# Extract provided:
Skip to content

Working with results and exporting

Every materialized query in ACID — whether you called cat.head(10), cat.execute(), or acid.sql.query("...") — hands you back a Result. This page covers what Result is, how to turn it into the kind of object your analysis code wants (pandas.DataFrame, polars.DataFrame, astropy.table.Table, pa.Table), how to stream it when it's too big to fit in memory, and how to write it to disk.

It also covers the units the data comes back in — important enough that the rest of the page assumes you've read the Output units section first.

Result vs. Catalog — which has which converter?

ACID's two main user-facing types share the same converter names, so you don't need to remember which noun you're holding:

Want Call on Catalog (composition handle) Call on Result (materialized)
pandas.DataFrame cat.to_pandas() r.to_pandas()
polars.DataFrame cat.to_polars() r.to_polars()
pa.Table cat.to_arrow() r.to_arrow()
astropy.table.Table cat.to_astropy() r.to_astropy()
list of row dicts r.to_pylist()

The Catalog.to_* methods are a convenience: they .execute() the query and convert the resulting Result for you in one call. If you already have a Result in hand (from acid.sql.query(...) or from cat.execute()), the per-type calls above are equivalent.

The most common path

import acid

acid.init("/data/hats")
gaia = acid.open("gaia_dr3")
df = (gaia
      .where("phot_g_mean_mag < 16")
      .select("source_id, ra, dec, phot_g_mean_mag")
      .to_polars())                  # Catalog.to_polars — one call

The same query, two-step:

r = (gaia
     .where("phot_g_mean_mag < 16")
     .select("source_id, ra, dec, phot_g_mean_mag")
     .execute())                       # -> Result

df = r.to_pandas()                     # convert when you need to

Use the two-step shape when you want to do something with the Result itself first — r.show() to preview, r.export(...) to write a flat file, or r.batches() to stream.

Output units

ACID does no unit conversion. Every column comes back in whatever units the source catalog stored it in:

  • ra, dec — degrees, ICRS. (Both reading and writing.)
  • Magnitudes, fluxes, errors, IDs — exactly what the source catalog stored.
  • dist_col — the XMATCH(..., dist_col => 'd') / fluent crossmatch(..., dist_col="d") separation column is great-circle separation in arcseconds, float64, and is NULL on unmatched LEFT rows.

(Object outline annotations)
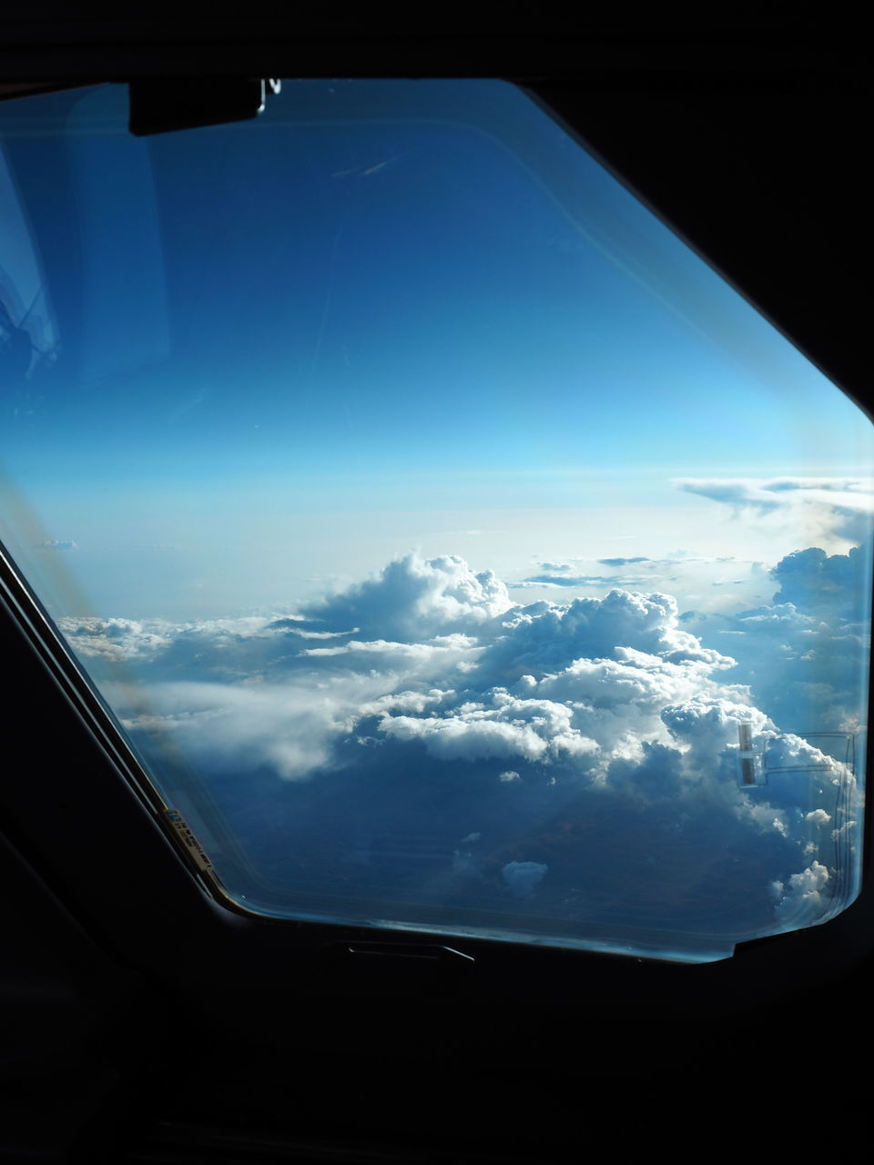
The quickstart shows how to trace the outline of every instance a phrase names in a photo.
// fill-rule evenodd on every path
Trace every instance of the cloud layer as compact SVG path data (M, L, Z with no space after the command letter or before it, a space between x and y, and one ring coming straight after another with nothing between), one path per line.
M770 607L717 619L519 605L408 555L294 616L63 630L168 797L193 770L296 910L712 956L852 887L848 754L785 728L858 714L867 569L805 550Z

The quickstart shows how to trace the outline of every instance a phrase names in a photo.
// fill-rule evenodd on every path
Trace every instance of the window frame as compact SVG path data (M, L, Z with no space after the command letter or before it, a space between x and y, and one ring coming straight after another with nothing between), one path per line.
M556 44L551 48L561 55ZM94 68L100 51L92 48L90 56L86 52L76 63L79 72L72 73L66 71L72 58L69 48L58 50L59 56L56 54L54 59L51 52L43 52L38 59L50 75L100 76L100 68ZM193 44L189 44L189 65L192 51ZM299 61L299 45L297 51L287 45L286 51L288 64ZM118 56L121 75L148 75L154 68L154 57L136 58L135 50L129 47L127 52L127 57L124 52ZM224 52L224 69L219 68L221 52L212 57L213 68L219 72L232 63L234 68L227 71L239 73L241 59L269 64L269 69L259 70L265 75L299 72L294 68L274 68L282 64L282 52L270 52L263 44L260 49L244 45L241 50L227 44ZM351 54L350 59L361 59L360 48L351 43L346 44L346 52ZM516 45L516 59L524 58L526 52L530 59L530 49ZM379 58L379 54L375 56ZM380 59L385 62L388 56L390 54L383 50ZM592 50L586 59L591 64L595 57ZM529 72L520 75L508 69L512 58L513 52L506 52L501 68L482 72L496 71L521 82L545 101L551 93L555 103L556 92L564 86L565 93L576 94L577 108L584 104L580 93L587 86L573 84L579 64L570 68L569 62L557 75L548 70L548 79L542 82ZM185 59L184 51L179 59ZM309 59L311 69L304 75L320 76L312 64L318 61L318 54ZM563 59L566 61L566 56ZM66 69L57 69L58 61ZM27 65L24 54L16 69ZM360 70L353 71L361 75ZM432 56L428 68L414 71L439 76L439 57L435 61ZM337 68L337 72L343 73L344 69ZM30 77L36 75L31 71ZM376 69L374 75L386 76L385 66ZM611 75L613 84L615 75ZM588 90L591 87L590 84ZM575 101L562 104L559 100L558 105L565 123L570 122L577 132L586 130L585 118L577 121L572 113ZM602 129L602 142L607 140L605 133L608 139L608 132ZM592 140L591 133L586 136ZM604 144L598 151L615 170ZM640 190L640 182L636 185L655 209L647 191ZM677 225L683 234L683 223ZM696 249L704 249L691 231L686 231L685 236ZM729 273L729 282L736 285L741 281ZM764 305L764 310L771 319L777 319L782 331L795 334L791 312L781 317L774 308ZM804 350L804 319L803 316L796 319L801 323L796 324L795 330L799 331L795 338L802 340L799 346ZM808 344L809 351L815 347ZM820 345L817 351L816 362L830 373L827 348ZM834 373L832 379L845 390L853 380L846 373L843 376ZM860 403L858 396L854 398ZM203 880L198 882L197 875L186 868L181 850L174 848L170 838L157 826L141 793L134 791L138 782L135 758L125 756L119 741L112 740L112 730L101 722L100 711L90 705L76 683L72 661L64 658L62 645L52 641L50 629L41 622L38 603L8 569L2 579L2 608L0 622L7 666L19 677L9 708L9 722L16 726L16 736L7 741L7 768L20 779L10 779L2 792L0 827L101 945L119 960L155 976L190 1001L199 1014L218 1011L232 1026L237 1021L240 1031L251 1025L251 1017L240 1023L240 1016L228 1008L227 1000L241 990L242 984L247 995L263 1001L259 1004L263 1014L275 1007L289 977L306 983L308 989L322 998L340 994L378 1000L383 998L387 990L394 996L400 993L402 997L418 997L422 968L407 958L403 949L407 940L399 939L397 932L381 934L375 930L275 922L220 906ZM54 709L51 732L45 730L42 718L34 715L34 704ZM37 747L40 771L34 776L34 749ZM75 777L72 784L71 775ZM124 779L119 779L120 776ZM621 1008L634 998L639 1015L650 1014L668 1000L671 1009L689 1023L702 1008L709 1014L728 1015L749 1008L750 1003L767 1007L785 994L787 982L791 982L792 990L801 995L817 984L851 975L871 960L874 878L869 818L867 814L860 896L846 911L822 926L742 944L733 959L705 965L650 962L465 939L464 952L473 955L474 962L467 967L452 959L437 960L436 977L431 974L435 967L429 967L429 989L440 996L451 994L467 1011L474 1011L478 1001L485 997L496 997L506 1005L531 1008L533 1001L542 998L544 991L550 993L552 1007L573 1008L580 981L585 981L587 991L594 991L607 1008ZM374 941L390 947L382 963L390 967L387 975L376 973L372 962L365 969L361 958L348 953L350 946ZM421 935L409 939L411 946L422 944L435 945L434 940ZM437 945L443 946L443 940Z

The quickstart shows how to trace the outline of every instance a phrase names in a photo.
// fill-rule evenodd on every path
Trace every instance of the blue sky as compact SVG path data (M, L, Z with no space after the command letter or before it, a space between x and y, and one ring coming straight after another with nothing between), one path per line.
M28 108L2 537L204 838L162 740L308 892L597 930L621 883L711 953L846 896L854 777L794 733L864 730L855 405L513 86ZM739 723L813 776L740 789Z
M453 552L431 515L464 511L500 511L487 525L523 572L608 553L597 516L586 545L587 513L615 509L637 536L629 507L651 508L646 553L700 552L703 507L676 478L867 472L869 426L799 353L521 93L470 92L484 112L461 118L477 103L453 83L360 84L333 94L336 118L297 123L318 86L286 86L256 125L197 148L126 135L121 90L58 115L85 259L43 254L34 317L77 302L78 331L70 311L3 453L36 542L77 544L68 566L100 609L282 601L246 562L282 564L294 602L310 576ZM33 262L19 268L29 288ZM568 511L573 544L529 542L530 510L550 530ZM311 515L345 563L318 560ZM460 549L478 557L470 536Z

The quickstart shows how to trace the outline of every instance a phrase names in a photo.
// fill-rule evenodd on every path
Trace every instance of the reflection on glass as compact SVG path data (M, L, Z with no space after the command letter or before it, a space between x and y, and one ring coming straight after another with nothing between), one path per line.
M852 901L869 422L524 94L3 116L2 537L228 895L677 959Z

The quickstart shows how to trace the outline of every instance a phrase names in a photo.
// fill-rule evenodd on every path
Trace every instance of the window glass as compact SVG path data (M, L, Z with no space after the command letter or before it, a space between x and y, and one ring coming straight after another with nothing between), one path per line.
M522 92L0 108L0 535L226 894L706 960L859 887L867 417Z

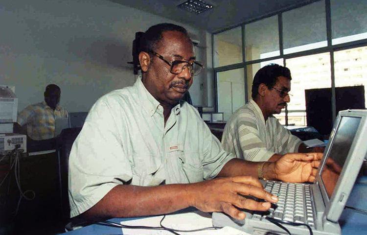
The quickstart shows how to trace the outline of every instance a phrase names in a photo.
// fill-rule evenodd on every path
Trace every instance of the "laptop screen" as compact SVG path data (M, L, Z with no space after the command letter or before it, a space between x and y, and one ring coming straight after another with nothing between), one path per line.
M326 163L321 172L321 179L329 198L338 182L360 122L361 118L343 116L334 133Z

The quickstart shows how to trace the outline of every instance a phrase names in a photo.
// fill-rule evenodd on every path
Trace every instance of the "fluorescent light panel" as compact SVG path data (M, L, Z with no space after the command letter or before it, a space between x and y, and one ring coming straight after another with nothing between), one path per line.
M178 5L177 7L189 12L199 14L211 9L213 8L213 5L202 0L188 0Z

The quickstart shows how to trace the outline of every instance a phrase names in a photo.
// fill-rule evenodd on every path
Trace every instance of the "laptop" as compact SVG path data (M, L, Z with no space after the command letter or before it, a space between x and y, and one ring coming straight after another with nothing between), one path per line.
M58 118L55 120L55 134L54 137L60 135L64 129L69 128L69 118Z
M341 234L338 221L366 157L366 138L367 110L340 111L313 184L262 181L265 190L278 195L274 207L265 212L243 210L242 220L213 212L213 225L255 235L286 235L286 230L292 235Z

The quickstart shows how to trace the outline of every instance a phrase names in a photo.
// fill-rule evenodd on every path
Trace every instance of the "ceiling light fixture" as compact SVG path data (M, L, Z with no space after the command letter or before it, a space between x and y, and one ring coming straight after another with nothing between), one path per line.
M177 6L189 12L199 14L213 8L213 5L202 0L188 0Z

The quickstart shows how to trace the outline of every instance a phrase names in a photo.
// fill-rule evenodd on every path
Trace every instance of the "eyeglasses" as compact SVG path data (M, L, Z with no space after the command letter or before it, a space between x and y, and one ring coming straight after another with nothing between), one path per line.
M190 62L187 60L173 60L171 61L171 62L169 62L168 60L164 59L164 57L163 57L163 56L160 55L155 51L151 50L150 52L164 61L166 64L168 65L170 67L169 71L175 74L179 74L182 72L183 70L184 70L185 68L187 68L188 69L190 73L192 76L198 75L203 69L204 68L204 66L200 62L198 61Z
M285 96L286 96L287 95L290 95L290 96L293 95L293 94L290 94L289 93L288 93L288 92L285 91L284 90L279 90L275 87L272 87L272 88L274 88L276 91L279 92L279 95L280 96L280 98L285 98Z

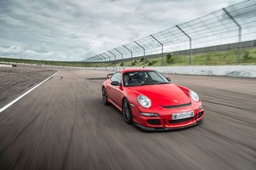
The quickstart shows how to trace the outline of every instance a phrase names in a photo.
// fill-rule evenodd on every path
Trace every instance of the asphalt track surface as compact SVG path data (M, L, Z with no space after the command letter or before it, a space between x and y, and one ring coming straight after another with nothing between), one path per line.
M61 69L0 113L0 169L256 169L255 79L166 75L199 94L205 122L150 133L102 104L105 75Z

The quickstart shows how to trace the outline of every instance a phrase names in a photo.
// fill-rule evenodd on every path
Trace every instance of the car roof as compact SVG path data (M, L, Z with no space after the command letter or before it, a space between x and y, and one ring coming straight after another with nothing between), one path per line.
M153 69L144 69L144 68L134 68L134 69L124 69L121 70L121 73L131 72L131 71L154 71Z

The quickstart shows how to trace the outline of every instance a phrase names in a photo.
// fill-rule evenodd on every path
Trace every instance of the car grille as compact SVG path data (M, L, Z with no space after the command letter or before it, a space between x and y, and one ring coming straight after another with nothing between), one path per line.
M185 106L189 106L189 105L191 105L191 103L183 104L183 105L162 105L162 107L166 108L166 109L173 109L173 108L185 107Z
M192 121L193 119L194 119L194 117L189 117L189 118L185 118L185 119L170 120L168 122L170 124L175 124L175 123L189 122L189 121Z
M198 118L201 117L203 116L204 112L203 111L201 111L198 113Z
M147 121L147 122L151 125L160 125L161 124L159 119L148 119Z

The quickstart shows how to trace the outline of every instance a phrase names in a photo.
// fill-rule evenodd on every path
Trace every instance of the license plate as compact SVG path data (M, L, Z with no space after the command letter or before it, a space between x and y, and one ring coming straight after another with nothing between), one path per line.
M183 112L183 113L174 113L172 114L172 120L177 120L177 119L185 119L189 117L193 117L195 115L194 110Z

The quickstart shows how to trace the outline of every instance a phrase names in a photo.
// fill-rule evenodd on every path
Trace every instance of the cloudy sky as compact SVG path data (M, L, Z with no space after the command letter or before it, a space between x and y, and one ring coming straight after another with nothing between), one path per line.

# What the exercise asks:
Copy the results and exporting page starting with "It also covers" and going on through "has which converter?", and switch "section" to "chapter" in that passage. The items have no connection to the results and exporting page.

# Exercise answer:
It also covers the units the data comes back in — important enough that the rest of the page assumes you've read the Output units chapter first.

Result vs. Catalog — which has which converter?